*PROBLEM STATEMENT:*
How many of the lines below contain the word "upper"? Reply with the number alone.

*INPUT DATA:*
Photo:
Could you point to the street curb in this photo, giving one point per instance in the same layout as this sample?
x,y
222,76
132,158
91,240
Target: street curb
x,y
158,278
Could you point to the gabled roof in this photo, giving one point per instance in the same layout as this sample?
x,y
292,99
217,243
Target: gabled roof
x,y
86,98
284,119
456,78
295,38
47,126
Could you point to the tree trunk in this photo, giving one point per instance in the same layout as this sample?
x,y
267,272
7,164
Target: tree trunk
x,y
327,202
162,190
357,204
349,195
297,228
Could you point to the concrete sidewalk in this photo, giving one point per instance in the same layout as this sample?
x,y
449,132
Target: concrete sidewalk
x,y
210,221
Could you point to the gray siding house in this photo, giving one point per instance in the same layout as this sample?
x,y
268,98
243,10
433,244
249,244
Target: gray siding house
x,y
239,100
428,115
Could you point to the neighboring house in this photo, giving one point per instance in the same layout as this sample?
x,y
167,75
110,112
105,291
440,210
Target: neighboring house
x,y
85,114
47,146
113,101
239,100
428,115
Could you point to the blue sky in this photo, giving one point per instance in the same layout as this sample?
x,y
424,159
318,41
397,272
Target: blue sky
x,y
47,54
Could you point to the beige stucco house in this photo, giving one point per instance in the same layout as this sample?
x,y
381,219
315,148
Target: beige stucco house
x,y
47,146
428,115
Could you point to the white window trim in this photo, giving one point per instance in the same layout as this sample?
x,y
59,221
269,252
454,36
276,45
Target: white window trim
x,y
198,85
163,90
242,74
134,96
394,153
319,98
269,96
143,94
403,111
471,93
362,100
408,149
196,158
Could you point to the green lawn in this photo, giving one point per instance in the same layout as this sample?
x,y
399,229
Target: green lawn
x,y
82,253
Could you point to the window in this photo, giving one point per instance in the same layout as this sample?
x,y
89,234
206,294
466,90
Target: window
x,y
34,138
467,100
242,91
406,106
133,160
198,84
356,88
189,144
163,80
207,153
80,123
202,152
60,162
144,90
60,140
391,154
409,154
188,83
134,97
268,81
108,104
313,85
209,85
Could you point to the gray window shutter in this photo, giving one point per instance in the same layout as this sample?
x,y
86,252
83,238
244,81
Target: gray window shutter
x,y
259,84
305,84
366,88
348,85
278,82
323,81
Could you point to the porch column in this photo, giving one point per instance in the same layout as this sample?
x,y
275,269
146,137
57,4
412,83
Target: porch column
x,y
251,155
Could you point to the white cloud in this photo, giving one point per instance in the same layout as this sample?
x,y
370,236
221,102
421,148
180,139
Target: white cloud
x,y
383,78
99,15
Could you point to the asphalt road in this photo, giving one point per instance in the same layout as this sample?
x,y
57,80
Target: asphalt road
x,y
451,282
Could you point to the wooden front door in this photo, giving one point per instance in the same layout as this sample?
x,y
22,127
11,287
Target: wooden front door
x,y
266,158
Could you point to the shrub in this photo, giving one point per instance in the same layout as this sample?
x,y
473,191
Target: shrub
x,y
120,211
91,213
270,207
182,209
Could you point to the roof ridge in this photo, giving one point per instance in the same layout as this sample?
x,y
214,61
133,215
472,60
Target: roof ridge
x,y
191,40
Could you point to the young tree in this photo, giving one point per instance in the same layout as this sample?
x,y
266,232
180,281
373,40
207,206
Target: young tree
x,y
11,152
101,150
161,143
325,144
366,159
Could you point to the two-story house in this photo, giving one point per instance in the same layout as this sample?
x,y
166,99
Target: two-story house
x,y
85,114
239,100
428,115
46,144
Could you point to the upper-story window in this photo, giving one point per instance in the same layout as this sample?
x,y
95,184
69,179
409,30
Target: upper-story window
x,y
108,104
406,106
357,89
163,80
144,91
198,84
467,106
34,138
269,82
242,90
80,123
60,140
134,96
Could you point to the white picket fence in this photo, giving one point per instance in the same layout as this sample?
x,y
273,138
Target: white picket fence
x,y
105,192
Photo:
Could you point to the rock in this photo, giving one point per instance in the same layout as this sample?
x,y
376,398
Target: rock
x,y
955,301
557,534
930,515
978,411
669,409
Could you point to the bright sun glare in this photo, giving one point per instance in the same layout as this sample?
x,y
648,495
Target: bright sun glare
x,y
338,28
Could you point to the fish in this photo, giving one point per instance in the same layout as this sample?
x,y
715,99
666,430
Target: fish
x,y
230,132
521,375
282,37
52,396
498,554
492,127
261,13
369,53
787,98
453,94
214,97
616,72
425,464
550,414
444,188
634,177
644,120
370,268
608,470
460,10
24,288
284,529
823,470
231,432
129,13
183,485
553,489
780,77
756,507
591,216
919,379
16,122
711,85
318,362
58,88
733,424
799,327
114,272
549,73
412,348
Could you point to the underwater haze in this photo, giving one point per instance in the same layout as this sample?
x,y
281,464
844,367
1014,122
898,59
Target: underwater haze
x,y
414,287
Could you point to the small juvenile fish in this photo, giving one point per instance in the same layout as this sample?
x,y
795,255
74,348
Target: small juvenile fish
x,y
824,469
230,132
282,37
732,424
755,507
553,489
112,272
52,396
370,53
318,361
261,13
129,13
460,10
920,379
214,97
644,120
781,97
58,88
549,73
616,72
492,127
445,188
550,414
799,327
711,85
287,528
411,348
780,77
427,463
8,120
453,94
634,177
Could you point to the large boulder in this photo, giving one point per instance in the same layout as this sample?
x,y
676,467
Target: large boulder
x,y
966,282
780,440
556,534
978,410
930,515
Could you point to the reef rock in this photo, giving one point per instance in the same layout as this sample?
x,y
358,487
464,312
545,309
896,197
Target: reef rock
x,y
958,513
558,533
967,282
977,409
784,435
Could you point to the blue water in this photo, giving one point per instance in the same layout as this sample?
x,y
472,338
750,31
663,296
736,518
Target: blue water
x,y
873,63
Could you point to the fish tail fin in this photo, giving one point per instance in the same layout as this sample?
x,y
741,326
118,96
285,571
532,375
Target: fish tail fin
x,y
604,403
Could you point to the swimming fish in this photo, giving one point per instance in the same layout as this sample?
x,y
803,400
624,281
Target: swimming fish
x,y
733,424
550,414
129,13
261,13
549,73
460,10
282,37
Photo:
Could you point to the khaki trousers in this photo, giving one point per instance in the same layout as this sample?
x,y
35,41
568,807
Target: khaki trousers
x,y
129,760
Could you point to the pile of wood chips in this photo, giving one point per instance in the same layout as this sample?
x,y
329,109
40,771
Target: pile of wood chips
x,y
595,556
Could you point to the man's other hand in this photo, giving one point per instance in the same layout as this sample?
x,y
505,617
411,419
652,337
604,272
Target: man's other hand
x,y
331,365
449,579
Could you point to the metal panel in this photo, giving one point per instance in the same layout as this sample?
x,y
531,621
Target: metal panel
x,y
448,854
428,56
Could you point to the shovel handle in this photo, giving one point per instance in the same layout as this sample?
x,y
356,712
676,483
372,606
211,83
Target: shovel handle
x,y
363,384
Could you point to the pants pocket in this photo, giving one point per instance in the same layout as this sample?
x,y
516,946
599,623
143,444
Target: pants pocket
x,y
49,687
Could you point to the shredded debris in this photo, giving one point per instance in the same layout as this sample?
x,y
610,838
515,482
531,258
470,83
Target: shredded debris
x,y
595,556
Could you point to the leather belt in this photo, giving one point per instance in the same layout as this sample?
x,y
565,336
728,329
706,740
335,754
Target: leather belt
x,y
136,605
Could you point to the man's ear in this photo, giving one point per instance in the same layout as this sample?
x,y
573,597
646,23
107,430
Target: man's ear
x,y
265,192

* * *

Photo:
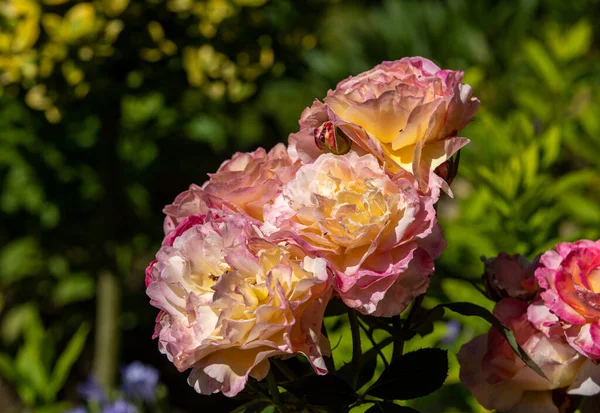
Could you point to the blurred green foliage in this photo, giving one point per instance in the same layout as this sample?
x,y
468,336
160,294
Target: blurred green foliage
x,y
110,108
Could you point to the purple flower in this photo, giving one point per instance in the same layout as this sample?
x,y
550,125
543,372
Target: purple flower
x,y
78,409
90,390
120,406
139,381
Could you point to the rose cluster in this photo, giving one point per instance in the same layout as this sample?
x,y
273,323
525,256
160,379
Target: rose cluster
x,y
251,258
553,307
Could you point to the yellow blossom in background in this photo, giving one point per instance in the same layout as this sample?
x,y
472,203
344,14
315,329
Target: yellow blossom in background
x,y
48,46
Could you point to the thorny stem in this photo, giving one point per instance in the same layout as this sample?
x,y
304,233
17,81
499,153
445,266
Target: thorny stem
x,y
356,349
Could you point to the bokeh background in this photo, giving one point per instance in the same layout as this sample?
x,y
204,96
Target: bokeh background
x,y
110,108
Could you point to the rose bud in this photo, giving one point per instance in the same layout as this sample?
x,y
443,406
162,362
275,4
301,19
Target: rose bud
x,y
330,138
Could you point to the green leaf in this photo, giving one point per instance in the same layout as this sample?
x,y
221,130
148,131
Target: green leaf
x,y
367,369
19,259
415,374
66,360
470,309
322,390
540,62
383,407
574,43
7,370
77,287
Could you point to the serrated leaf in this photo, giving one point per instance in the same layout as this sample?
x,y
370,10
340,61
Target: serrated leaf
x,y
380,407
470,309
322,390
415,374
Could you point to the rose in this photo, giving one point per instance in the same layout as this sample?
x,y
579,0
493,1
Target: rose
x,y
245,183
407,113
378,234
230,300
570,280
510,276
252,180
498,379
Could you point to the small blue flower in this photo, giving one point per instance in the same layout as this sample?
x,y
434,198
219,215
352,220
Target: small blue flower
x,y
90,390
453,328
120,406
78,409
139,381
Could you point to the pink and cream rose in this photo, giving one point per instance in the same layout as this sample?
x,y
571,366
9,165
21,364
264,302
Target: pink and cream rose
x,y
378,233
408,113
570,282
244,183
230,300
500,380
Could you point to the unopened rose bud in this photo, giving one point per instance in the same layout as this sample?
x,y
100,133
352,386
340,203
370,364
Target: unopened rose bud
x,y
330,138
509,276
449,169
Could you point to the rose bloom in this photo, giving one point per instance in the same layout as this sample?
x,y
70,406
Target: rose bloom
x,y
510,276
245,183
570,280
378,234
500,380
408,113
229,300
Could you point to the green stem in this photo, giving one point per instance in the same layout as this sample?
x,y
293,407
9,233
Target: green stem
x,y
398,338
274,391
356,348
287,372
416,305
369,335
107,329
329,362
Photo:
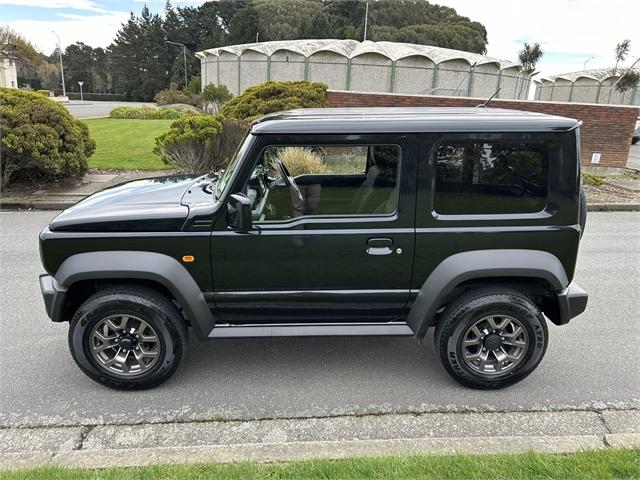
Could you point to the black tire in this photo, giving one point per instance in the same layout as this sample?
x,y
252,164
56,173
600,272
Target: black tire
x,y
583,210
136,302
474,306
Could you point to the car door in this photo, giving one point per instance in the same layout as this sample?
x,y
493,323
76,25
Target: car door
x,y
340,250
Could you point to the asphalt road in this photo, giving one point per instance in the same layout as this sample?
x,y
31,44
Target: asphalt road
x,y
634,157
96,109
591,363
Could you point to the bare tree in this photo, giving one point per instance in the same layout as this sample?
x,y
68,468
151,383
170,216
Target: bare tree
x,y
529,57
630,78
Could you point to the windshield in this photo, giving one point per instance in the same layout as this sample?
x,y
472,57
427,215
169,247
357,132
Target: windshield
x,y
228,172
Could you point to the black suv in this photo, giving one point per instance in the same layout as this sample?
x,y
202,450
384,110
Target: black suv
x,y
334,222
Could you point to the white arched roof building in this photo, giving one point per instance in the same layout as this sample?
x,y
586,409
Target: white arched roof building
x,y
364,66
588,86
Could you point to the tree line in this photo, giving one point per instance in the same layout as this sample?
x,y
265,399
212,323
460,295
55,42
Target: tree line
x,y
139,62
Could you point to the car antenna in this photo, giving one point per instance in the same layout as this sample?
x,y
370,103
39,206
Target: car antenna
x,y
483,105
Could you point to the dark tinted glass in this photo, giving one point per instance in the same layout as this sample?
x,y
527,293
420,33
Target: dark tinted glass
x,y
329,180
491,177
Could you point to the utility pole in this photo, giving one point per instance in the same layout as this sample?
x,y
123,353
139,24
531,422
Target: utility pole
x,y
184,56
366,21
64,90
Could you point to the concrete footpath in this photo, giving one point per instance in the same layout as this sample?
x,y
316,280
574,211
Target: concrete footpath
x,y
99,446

*TASK ANSWER:*
2